- _TASK BRIEF_
Look below for the line with "Task: indicate one point per instance of the forearm"; begin the copy there and stop after the line with "Task: indicate one point per instance of the human", keeping the text exact and the pictures out.

- _PROVIDED MATERIAL_
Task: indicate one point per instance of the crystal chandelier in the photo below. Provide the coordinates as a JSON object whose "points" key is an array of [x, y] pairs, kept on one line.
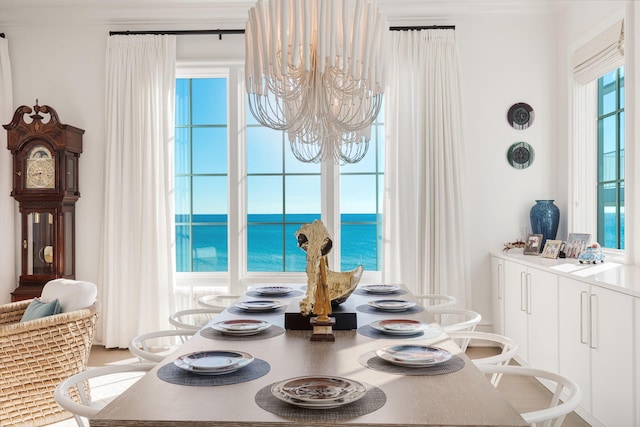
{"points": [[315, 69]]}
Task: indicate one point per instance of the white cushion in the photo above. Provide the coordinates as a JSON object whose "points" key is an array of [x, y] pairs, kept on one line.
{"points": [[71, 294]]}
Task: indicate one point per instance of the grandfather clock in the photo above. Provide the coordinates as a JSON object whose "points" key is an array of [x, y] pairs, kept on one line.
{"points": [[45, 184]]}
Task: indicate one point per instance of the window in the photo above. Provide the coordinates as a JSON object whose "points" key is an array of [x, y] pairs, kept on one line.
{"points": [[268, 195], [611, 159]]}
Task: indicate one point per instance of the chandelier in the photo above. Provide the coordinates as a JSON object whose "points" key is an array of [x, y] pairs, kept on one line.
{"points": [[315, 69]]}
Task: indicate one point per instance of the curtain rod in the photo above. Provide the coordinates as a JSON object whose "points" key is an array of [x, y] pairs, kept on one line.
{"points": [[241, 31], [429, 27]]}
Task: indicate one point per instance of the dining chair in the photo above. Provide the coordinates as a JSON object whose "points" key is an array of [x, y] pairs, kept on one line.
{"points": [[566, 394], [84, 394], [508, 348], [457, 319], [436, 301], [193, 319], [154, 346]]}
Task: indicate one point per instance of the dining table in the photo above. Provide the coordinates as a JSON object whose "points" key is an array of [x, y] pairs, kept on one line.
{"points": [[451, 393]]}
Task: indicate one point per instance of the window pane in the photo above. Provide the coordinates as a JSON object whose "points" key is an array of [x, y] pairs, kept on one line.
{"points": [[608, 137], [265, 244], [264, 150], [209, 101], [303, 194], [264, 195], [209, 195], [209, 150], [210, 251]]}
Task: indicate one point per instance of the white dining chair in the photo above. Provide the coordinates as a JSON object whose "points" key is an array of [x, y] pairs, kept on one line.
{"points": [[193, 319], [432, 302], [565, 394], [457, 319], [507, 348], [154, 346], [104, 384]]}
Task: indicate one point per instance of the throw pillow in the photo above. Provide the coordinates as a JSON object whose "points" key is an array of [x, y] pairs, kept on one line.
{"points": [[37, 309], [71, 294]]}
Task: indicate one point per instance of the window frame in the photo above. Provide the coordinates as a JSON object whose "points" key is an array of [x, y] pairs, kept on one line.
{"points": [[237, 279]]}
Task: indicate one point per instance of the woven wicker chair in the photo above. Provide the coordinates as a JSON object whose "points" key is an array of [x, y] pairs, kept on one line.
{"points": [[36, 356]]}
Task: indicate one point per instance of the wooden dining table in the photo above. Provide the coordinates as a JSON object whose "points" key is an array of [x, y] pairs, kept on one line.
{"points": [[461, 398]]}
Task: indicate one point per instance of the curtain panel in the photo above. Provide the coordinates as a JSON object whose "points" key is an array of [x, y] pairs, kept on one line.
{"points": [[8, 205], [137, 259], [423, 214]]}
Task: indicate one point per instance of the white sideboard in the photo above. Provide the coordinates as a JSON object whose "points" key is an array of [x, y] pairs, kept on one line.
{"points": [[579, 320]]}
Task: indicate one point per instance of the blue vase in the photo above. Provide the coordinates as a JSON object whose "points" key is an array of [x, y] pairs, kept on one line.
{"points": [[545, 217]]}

---

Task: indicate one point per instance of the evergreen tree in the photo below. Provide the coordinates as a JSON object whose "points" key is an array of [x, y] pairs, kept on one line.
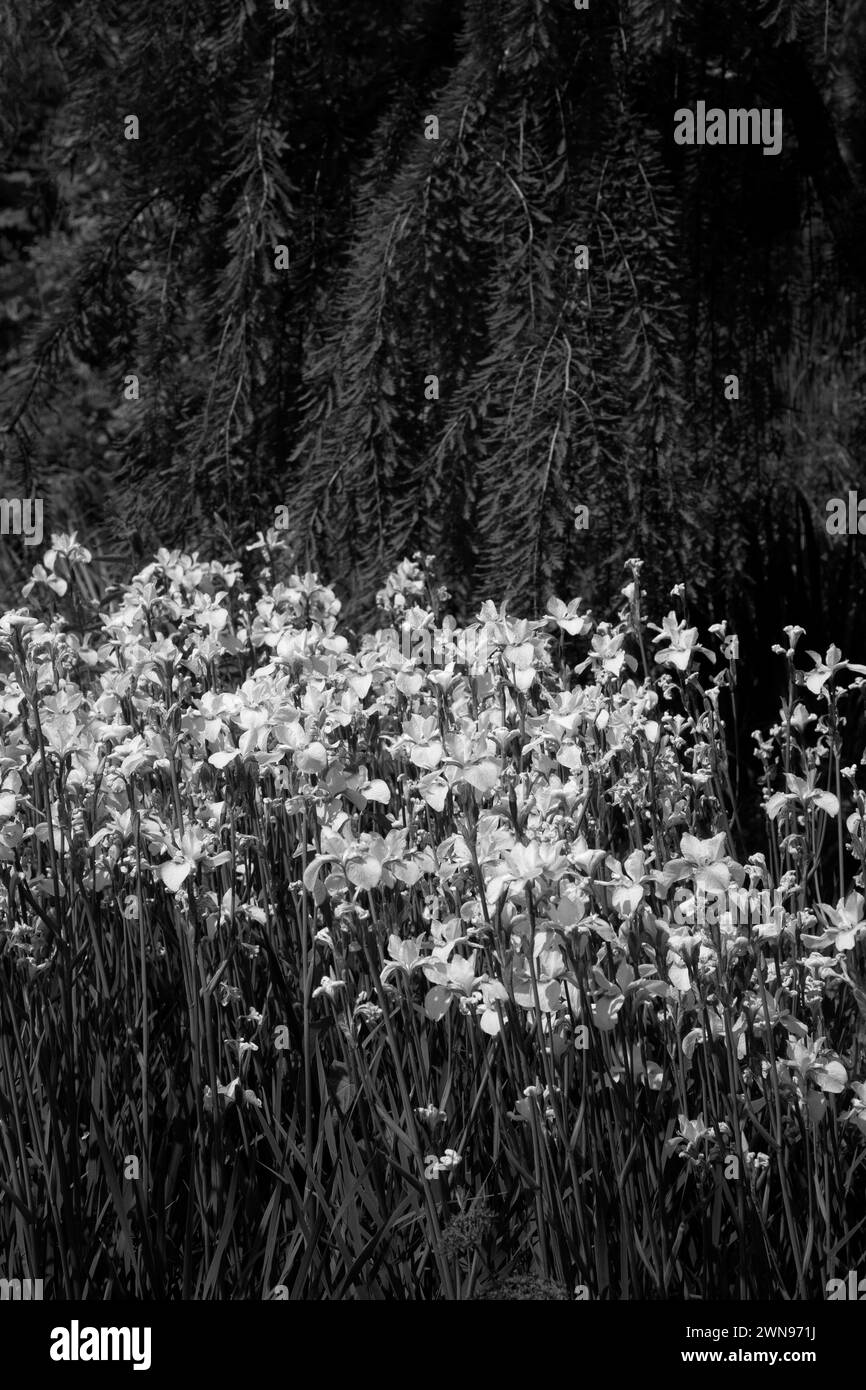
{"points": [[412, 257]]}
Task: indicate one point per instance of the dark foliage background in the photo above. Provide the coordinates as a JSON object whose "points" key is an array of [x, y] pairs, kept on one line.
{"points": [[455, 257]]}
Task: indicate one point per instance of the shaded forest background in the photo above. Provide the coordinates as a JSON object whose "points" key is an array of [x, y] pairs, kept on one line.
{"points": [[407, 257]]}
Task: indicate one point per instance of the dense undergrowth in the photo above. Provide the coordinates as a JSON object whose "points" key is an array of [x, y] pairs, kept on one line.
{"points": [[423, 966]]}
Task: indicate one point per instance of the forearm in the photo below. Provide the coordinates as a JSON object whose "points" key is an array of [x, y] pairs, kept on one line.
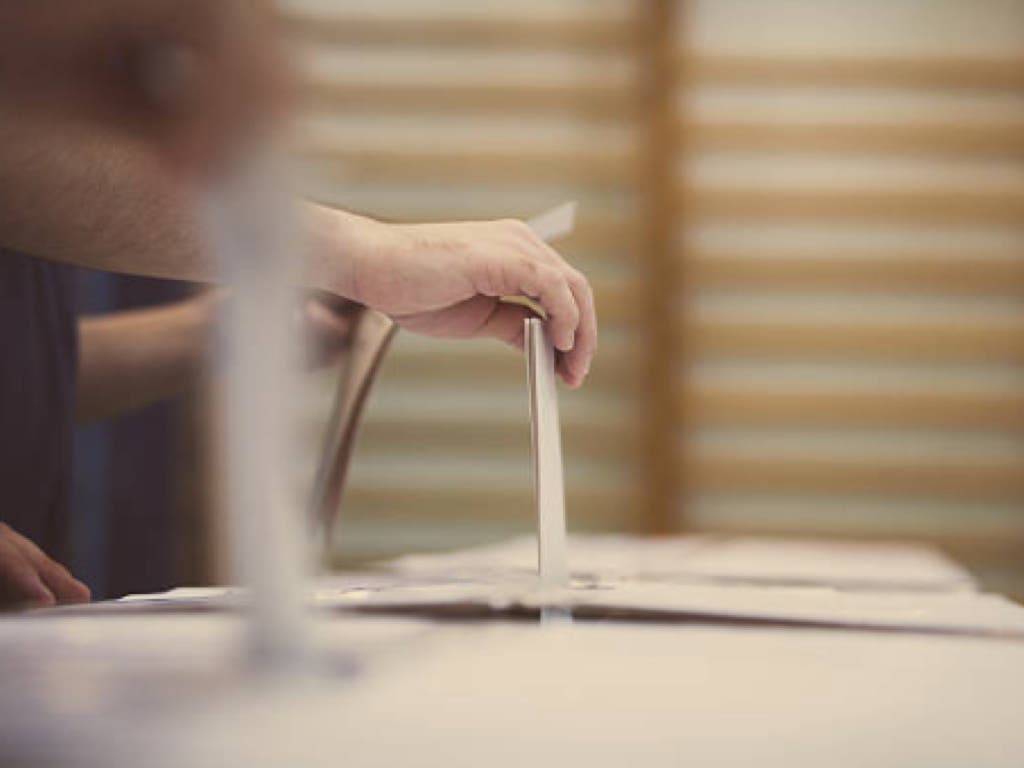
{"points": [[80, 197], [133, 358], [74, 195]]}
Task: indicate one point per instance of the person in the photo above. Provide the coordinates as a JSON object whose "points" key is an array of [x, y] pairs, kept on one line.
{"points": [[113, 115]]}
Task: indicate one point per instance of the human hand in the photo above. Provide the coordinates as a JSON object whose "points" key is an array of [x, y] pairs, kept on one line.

---

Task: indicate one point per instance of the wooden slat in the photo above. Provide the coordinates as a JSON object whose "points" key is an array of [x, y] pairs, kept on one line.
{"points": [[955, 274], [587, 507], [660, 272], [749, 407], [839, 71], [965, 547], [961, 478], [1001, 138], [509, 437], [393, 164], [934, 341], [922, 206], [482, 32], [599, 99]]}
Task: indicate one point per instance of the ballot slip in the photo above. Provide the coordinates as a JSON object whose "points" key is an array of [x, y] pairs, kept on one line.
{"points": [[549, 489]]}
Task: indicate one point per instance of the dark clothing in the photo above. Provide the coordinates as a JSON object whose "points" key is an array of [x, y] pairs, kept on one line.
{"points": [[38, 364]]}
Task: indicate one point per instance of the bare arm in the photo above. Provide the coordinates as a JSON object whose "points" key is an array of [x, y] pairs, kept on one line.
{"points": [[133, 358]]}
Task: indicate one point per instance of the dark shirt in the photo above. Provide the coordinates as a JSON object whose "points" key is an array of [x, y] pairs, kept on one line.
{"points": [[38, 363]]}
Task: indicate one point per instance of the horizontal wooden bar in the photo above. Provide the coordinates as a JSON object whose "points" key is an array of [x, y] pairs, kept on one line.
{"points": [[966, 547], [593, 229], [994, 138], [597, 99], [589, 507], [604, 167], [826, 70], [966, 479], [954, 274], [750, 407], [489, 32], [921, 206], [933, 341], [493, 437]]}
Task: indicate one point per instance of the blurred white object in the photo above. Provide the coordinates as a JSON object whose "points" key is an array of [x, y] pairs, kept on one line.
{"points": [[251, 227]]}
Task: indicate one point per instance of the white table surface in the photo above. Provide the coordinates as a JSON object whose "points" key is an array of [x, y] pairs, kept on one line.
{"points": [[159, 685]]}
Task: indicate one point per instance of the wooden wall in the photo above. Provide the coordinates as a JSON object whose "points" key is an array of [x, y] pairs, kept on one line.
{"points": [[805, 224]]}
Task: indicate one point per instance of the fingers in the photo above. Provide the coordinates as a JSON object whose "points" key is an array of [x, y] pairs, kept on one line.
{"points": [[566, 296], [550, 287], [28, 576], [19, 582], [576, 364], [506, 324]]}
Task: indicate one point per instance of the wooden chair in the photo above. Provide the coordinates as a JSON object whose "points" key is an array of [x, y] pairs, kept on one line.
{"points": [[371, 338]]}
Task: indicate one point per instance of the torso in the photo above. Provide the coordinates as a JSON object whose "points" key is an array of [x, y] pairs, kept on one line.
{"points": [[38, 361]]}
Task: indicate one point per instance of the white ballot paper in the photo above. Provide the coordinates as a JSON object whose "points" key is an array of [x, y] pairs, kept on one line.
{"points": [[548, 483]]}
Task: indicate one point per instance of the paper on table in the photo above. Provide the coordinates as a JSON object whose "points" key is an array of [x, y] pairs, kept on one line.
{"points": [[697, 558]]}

- _EXERCISE RESULT_
Task: indicate one point per instance of the forearm in the photo below. Provide the coordinates as a JSON object whose "points" key is an array of [x, y] pairs, kept on one line.
{"points": [[80, 197], [133, 358], [74, 195]]}
Task: indicate one point per instance of the person in the photo above. Provide the coordinates as a JSON object whose "points" key is an array of [x, y] pairs, kept on one line.
{"points": [[113, 115]]}
Task: indicate one point per instance of the human hand in the photo above. Provide the coordinates as a JSON object whose "points" key is an array of [x, y] pairs, kept on one line.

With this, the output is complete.